Data for this task:
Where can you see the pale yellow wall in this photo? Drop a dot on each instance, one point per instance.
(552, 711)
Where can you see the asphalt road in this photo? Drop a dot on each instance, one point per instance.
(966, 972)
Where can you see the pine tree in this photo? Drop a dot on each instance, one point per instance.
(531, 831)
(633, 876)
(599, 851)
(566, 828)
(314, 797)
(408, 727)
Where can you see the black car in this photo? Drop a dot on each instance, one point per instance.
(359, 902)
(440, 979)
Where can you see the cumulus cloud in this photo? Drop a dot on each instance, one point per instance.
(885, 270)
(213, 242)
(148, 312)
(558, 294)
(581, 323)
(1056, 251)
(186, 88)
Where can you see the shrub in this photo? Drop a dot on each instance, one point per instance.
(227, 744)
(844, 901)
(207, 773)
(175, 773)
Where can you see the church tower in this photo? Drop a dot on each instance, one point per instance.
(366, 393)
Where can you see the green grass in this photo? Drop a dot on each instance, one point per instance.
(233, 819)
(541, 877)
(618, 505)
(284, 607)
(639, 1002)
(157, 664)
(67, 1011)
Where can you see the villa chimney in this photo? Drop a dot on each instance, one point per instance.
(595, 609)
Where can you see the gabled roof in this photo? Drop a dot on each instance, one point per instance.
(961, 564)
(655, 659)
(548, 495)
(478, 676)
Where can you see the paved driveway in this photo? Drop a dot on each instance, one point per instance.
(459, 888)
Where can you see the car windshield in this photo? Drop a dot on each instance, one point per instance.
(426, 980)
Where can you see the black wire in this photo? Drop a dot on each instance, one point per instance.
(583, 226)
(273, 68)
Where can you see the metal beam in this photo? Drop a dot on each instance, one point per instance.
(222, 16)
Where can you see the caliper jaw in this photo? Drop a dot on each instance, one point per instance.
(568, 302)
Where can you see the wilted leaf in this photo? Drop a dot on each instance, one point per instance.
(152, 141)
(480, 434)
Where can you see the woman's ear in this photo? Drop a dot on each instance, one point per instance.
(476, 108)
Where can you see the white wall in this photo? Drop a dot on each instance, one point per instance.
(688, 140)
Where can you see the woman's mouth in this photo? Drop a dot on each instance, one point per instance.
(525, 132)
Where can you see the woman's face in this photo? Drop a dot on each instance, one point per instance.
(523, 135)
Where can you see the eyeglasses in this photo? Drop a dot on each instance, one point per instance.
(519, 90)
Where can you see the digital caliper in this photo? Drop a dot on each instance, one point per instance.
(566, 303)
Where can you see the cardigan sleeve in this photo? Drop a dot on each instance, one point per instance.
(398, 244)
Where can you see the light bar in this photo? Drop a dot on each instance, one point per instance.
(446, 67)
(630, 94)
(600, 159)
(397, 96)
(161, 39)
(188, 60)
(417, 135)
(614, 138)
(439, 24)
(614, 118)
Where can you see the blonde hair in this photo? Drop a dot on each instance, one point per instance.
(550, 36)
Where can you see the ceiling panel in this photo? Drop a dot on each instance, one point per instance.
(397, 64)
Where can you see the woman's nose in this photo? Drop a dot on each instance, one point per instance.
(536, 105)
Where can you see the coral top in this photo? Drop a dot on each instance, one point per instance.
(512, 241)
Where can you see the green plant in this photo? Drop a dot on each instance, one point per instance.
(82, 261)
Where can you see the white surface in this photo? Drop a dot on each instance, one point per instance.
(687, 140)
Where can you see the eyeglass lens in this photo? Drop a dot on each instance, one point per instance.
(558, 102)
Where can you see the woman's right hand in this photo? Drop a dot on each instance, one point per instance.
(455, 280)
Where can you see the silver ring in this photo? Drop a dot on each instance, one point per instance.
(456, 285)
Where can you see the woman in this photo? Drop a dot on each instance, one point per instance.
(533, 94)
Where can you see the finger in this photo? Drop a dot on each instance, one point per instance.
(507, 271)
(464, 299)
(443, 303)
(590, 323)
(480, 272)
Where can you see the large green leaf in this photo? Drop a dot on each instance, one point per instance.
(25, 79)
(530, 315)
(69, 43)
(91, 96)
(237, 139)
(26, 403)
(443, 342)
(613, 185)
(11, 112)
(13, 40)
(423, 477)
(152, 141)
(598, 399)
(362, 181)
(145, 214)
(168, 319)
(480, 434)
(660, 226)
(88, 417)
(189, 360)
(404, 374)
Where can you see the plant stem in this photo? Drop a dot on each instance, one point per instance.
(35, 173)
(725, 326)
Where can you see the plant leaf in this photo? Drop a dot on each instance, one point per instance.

Task goal: Take the entries above and repeat them verbatim.

Output below:
Where can you see the pale yellow wall in this photo? Drop a dot on each instance, one point per instance.
(552, 711)
Where can you see the asphalt road in this photo? Drop a dot on each instance, one point per instance.
(966, 972)
Where can you see the pine tree in this photo? Drop a dot on each instance, one point per instance.
(531, 831)
(633, 876)
(599, 851)
(566, 828)
(314, 797)
(408, 727)
Where can you see the black car in this photo? Drop a dot on each instance, one point per instance.
(359, 902)
(440, 979)
Where can you see the cumulus cloud in this photo? Drop a dot on each instance, one point per instance.
(885, 270)
(213, 242)
(148, 312)
(558, 294)
(581, 323)
(1056, 251)
(186, 88)
Where can you see the shrub in this photo? Drop a dot on each instance, one point per instance.
(227, 744)
(844, 901)
(207, 773)
(175, 773)
Where can you see the church tower in this photo? Drop a dot on each instance, one point per instance.
(366, 393)
Where can you see the green grass in this photo? Drop a dot on each instance, one point per instance.
(233, 819)
(541, 877)
(618, 505)
(284, 607)
(639, 1002)
(157, 664)
(67, 1011)
Where can you see the villa chimney in this photo? Drop a dot on each instance, one point per instance.
(595, 609)
Where can you see the gabled roof in this photo? Drop a dot on each instance, one point per instance.
(961, 564)
(655, 659)
(548, 495)
(478, 676)
Where can you see the paved driveway in this photo? Drop a dot on each instance, one point per instance.
(459, 888)
Where can you see the car windshield in this photo? Drop a dot on each instance, one point per instance.
(426, 980)
Where can you see the black wire in this photo? Drop a dot on each instance, one point per instance.
(583, 226)
(273, 68)
Where can you see the metal beam in this photo? Drop a dot on each instance, one point per instance.
(222, 16)
Where can you see the caliper jaw in this photo? Drop a dot on each instance, one point per instance.
(568, 302)
Where can you see the wilted leaf in this photo? Drop a dot on each instance, one point per instance.
(152, 141)
(480, 434)
Where can you see the woman's ear in this photo? Drop a dot on each instance, one point per instance.
(476, 108)
Where can you see the white wall in this photo? Drop a dot on each instance, one point per instance.
(688, 140)
Where can you see the woman's mouth in this photo? Drop a dot on each instance, one point per instance.
(525, 132)
Where can you see the woman's face in this photo? Drop a dot on each instance, one point per instance.
(523, 135)
Where can you see the eyeglasses in this photo? Drop a dot on each instance, one point per instance.
(519, 90)
Where can you see the digital caliper in this photo? Drop a dot on each instance, one point per instance.
(566, 303)
Where can you see the cardigan sleeve in this photo? Drop a dot on each instance, one point per instance.
(398, 244)
Where can you see the light bar in this photo? Drop a dot on each instance, one point per instance.
(446, 67)
(630, 94)
(600, 159)
(397, 96)
(161, 39)
(188, 60)
(417, 135)
(614, 138)
(439, 24)
(614, 118)
Where can you see the blonde hair in this photo? Drop a dot on each instance, one point per instance.
(550, 36)
Where can you see the ceiling panel in this photo? Drop a dot on each instance, one point per instance.
(397, 64)
Where can you see the woman's nose in this photo? Drop a dot on each instance, one point per instance.
(536, 105)
Where can you see the coral top in this photo? Drop a dot on each instance, one point per instance.
(512, 241)
Where can you see the green plant in this photo? Drop a dot on each instance, one point per instance.
(82, 261)
Where can you see the white surface in this photo? Drop a dot on each instance, one point per instance.
(687, 140)
Where can you see the eyeglass lens in this photo? Drop a dot on each instance, one point per instance.
(558, 102)
Where can you see the woman's right hand in this photo? Drop a dot on each instance, one point per instance.
(455, 280)
Where can you see the silver ring in this photo? Drop a dot on each instance, one point per instance.
(456, 285)
Where can you see the woman in this photo? Drop a dot on each instance, one point per instance.
(533, 94)
Where can you see the finger in this photo? Drop a dot on each instance, one point per instance.
(507, 271)
(464, 299)
(443, 303)
(590, 323)
(480, 272)
Where can you see the large green leaf in this photo? Drop a dot on each instance, one point per instance.
(25, 79)
(530, 315)
(69, 43)
(91, 96)
(237, 139)
(26, 403)
(443, 342)
(613, 185)
(11, 112)
(13, 40)
(423, 477)
(152, 141)
(598, 399)
(362, 181)
(145, 214)
(168, 319)
(480, 434)
(660, 226)
(88, 417)
(189, 360)
(404, 374)
Where can you see the plant stem in this photo? Drop a dot on each instance, one point per instance.
(35, 173)
(725, 326)
Where can you see the plant leaf in this photo? Drop a dot on each instance, one point per instance.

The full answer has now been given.